### WORK INSTRUCTION
Give back the entries verbatim.

### DATA
╭──

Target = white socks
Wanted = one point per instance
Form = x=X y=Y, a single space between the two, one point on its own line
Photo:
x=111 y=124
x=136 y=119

╰──

### RESPONSE TO THE TASK
Target = white socks
Wanted = one point per instance
Form = x=X y=Y, a single space between the two, one point on its own line
Photo:
x=111 y=124
x=136 y=119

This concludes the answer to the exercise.